Problem to work on. Pick up the passage about the Pacific Railroad's mortgages where it stops, and write what comes next.

## START Passage given

1. An appeal will not be dismissed upon the ground that the decree from which it was taken was rendered by consent, but no errors will be considered here which were in law waived by such consent.

2. A recital in the decree that it was assented to by the solicitor of one of the parties is equivalent to a direct finding that he had authority to do what he did, and, so far as the question is one of fact only, is binding upon this Court on appeal.

3. The ruling in Removal Cases, 100 U. S. 457, on the second section of the Act of March 3,1875, 18 Stat., part 3, 470, stated and declared to be applicable to the jurisdiction of the circuit court, as the same is prescribed by the first section of that act.

4. For the purpose of an appeal, this Court need not inquire when the circuit court first obtained jurisdiction of the suit. It is sufficient if that court had jurisdiction when the decree appealed from was rendered.

5. The purchase by the solicitor of a railroad company of its property at a judicial sale, made pursuant to a decree in a foreclosure suit, is not of itself necessarily invalid. It will, however, be closely scrutinized, but until impeached must stand.

This case presents the following facts:

On the 10th of July, 1875, the Pacific Railroad, a Missouri corporation, mortgaged its road and other property to Henry F. Vail and James D. Fish, trustees, citizens of New York, to secure a proposed issue of bonds amounting, in the aggregate, to $4,000,000. This mortgage will hereafter be referred to as the "third mortgage." The bonds were to bear date as of May 1, 1875, and become payment twenty years thereafter, with interest at the rate of seven percent, falling due semiannually on the first days of May and November in each year. The principal object of this new issue was to take up by exchange or otherwise outstanding income and improvement bonds of the company, amounting in all to $3,500,000. The mortgage contained a clause to the effect that, if the company should fail to pay the interest on any of the bonds thereby secured, for six months after the same became due and payable, and demand made therefor, or if the principal of any of the bonds, when payable, should not be paid for six months after demand, the trustees might, on the written request of holders of bonds to the amount of $500,000, the principal or interest of which should then be in arrear and unpaid, sell the mortgaged property at public auction, in the City of St. Louis, giving notice thereof in a manner particularly specified, and execute and deliver conveyances to the purchaser, applying the proceeds of the sale to the payment of the bonds.

The property mortgaged was covered by other mortgages. One was to Uriah A. Murdock, James Punnett, and Luther C. Clark, citizens of New York; another, to Edwin D. Morgan and Joseph Seligman, also citizens of New York; another, to Rufus J. Lackland and Dwight Durkee, citizens of Missouri; another, to James Baker, a citizen of Missouri, and Jesse Seligman, a citizen of New York; and all were prior in lien to the third mortgage.

## END Passage given
## START Supplied information

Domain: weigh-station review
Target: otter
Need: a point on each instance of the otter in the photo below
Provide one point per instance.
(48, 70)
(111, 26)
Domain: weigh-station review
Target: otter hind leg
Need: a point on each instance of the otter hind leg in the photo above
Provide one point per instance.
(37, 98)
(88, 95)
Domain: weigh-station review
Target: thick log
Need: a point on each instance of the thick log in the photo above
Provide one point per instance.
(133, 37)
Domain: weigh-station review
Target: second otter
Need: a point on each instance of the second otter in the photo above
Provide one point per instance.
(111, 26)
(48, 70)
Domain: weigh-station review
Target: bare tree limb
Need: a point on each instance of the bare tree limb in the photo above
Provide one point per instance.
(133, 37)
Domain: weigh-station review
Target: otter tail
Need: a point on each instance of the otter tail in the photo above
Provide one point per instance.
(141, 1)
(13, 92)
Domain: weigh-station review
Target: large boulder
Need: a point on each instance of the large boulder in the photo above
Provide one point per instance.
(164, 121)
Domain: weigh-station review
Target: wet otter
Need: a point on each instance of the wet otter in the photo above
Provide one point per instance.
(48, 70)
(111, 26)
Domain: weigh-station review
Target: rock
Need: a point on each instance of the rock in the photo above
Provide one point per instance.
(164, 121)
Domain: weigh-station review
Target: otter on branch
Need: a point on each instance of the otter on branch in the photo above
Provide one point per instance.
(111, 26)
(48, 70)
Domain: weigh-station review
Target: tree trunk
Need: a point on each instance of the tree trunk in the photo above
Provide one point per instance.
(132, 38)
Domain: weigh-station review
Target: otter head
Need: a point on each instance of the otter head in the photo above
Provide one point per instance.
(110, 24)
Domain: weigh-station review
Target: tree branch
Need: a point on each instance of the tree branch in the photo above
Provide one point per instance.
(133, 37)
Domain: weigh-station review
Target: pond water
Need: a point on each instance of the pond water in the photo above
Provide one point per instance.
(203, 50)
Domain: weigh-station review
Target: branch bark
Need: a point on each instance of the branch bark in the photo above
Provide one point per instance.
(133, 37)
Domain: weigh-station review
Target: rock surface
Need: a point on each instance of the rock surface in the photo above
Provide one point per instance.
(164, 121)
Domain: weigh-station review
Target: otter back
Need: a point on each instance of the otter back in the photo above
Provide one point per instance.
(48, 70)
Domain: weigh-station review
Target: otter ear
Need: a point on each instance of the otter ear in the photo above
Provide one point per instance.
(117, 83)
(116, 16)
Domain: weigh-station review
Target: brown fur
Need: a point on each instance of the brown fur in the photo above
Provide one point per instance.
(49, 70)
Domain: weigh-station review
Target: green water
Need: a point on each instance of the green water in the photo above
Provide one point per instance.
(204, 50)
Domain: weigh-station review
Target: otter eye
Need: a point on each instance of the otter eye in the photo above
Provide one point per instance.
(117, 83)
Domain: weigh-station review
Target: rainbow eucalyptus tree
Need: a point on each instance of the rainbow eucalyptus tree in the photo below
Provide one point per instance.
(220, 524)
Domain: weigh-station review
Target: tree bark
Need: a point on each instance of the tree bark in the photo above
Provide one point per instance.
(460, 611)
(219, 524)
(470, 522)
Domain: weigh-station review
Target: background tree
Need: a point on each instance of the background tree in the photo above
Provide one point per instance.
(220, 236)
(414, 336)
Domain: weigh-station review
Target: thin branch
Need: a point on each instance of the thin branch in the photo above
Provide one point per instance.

## END Supplied information

Exercise answer.
Default having been made in the payment of the interest falling due Nov. 1, 1875, on the bonds secured by the third mortgage, George E. Ketchum, a citizen of New York, claiming to be the owner and holder of many of the bonds, commenced this

Page 101 U. S. 291

suit in the court below, on the 11th of November, in behalf of himself and the other bondholders, to foreclose the mortgage. To this suit the railroad company and the trustees of all the mortgages, including Vail and Fish, were made defendants, their citizenship being fully set forth in the bill. The superior right of all the prior mortgages was conceded, and it was also admitted that the full amount of their authorized issues was outstanding, but it was alleged that the interest on all except that secured by the third mortgage had been paid promptly as it matured, and that there was then no default. It was also alleged that the value of the property was greater than the amount of all the prior liens.

The bill further stated that about $2,000,000 of the income and improvement bonds had been exchanged for the bonds secured by the third mortgage, and that about $300,000 of the last-named bonds had been negotiated otherwise than by exchange, and were then outstanding. It then alleged the nonpayment of interest falling due Nov. 1, 1875, after due demand made; that there was a large amount of money due for taxes; that the company was without means to pay them and its valid obligations in full as the later became due; that its commercial paper had been protested; that it was liable to actions, suits, and proceedings on account thereof; and that there was great danger that the property covered by the mortgage might be attached or levied upon under execution or other legal process.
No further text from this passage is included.